Dataset extract:
****
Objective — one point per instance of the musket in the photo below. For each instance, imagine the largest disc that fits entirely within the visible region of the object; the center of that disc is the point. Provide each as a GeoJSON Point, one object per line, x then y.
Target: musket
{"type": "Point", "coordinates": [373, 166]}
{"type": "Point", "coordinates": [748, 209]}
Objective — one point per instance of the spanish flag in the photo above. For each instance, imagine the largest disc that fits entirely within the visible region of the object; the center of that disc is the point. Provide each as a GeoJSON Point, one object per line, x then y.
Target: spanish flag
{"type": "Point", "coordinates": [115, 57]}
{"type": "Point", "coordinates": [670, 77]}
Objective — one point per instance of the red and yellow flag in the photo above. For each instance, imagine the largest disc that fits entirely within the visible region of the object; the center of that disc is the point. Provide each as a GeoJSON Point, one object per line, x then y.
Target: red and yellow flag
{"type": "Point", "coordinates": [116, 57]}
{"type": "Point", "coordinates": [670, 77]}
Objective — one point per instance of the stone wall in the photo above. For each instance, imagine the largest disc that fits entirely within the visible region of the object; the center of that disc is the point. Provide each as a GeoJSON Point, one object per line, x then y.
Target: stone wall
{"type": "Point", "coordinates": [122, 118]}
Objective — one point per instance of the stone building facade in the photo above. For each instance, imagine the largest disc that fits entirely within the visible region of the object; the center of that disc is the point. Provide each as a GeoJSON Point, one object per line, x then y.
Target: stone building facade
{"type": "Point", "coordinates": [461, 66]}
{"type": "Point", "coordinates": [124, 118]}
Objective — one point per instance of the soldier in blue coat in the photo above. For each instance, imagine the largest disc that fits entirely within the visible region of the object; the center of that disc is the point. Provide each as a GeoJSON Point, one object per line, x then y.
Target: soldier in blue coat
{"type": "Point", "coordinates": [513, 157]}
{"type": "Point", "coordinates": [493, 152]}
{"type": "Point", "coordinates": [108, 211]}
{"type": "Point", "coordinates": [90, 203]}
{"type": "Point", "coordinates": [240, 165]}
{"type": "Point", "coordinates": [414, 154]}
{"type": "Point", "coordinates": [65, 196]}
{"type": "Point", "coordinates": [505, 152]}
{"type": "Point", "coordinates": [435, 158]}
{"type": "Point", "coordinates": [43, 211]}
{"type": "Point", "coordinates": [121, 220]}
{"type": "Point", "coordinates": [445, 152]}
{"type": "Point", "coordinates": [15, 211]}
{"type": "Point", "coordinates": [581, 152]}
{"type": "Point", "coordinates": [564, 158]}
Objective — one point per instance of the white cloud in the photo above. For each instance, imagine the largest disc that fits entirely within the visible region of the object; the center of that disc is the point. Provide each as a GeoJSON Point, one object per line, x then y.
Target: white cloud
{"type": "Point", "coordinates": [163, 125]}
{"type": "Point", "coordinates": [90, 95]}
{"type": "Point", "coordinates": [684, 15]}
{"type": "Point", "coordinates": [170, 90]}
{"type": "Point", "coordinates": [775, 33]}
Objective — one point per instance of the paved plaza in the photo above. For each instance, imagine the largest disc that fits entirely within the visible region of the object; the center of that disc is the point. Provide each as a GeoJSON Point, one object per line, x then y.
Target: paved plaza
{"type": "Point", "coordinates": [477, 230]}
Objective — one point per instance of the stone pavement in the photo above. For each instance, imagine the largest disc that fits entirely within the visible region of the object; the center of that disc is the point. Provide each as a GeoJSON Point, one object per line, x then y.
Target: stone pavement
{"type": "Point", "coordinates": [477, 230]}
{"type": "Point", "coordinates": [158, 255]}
****
Challenge: Retype the records in full. Keep every line identical to the original.

Task result:
Objective — one point per instance of the musket in the photo below. For each instance, imagine the largest disc that fits entirely within the visible region of the object; the center of that disc is the point. Provide each as a GeoJSON Point, one object per line, x then y.
Target: musket
{"type": "Point", "coordinates": [373, 166]}
{"type": "Point", "coordinates": [748, 209]}
Objective — one point per instance of the spanish flag in the photo above. For each instance, imagine the largest disc that fits entirely within the visible region of the object; the center of that disc is the point. Provide each as a GeoJSON Point, one object per line, x then y.
Target: spanish flag
{"type": "Point", "coordinates": [115, 57]}
{"type": "Point", "coordinates": [670, 77]}
Objective — one point per instance of the red and yellow flag in the photo above. For each instance, imagine the largest disc that fits entirely within the visible region of the object; the center of that disc is the point. Provide each as a GeoJSON Point, one object per line, x then y.
Target: red and yellow flag
{"type": "Point", "coordinates": [116, 57]}
{"type": "Point", "coordinates": [670, 77]}
Objective — one point per instance of the stone wall in the photo above. For each instance, imagine the largest disc that fits entirely within the visible region of the object; the center of that disc is the point. Provide each as a GeoJSON Point, one object per line, x then y.
Target: stone wall
{"type": "Point", "coordinates": [122, 118]}
Objective — one point per instance of the stone building facade in the photo above. For each instance, imagine the largest disc that fits entirely within the visible region of the object; the center of that disc is the point. Provide each as a GeoJSON Point, one object per line, x then y.
Target: stone building facade
{"type": "Point", "coordinates": [461, 66]}
{"type": "Point", "coordinates": [124, 118]}
Objective — one point per instance of the soldier in blue coat in the photo above. For each instance, imagine the largest disc that fits entirely within the visible region of the object; the center of that disc is the point. Provide each as a GeoJSON Point, one object per line, x then y.
Target: soldier in blue coat
{"type": "Point", "coordinates": [513, 157]}
{"type": "Point", "coordinates": [493, 152]}
{"type": "Point", "coordinates": [108, 211]}
{"type": "Point", "coordinates": [90, 203]}
{"type": "Point", "coordinates": [240, 165]}
{"type": "Point", "coordinates": [414, 154]}
{"type": "Point", "coordinates": [65, 196]}
{"type": "Point", "coordinates": [505, 152]}
{"type": "Point", "coordinates": [435, 158]}
{"type": "Point", "coordinates": [43, 211]}
{"type": "Point", "coordinates": [121, 220]}
{"type": "Point", "coordinates": [445, 152]}
{"type": "Point", "coordinates": [15, 211]}
{"type": "Point", "coordinates": [581, 152]}
{"type": "Point", "coordinates": [564, 158]}
Objective — one point per instance of the white cloud in the photo above. For each instance, imagine the largest disc that fits entirely within the visible region of the object; the center of that disc is the point. Provide each as a GeoJSON Point, one object per line, x then y.
Target: white cloud
{"type": "Point", "coordinates": [163, 125]}
{"type": "Point", "coordinates": [90, 95]}
{"type": "Point", "coordinates": [684, 15]}
{"type": "Point", "coordinates": [170, 90]}
{"type": "Point", "coordinates": [775, 33]}
Objective — one point per instance of the paved plaza in the photo above. For each instance, imagine the largest disc that fits entirely within the visible region of the object; the center of that disc is the point. Provide each as a GeoJSON Point, one object per line, x then y.
Target: paved plaza
{"type": "Point", "coordinates": [477, 230]}
Objective — one point per instance of the stone pavement in the photo above. For each instance, imagine the largest disc that fits entirely within the visible region of the object; the center of that disc is the point. Provide each as a GeoJSON Point, one object per line, x then y.
Target: stone pavement
{"type": "Point", "coordinates": [477, 230]}
{"type": "Point", "coordinates": [158, 255]}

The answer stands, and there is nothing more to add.